◆ WHAT TO WORK ON
Swap each occurrence of "rough mask" for "coarse mask" in the lines below, reproducing all items otherwise unchanged.

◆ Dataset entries
=-=-=
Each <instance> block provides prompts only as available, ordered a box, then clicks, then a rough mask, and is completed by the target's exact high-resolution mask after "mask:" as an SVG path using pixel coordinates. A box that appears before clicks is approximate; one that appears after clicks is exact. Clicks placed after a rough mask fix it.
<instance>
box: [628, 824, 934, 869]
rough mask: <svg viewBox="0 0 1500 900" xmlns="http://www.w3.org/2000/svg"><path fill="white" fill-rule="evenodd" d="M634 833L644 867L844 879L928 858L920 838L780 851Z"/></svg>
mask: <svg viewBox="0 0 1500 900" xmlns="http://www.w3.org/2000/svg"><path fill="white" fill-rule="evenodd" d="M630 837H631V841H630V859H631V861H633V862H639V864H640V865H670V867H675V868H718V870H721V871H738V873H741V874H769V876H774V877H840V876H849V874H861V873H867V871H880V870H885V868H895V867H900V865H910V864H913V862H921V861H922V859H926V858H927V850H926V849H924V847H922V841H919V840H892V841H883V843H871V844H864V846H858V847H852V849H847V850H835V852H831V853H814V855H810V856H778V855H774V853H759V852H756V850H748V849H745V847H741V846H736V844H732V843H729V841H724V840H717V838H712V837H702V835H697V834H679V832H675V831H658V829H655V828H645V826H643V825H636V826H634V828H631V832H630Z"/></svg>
=-=-=
◆ SOLUTION FOR THIS TASK
Each <instance> block provides prompts only as available, ordered a box, then clicks, then a coarse mask, and is completed by the target's exact high-resolution mask after "mask:" as an SVG path using pixel coordinates. A box that appears before clicks is approximate; one that appears after clicks is exact. Clicks placed after a coarse mask fix it.
<instance>
box: [628, 824, 934, 869]
coarse mask: <svg viewBox="0 0 1500 900" xmlns="http://www.w3.org/2000/svg"><path fill="white" fill-rule="evenodd" d="M634 833L644 867L844 879L928 858L920 838L780 851Z"/></svg>
mask: <svg viewBox="0 0 1500 900" xmlns="http://www.w3.org/2000/svg"><path fill="white" fill-rule="evenodd" d="M630 837H631V841H630V859H631V861H633V862H639V864H640V865H670V867H675V868H718V870H721V871H738V873H741V874H769V876H774V877H840V876H849V874H861V873H867V871H880V870H885V868H895V867H900V865H910V864H913V862H921V861H922V859H926V858H927V850H926V849H924V847H922V841H919V840H892V841H883V843H871V844H864V846H858V847H852V849H847V850H835V852H831V853H814V855H810V856H778V855H774V853H759V852H756V850H748V849H745V847H741V846H736V844H732V843H729V841H724V840H717V838H712V837H702V835H697V834H679V832H675V831H658V829H655V828H645V826H643V825H636V826H634V828H631V832H630Z"/></svg>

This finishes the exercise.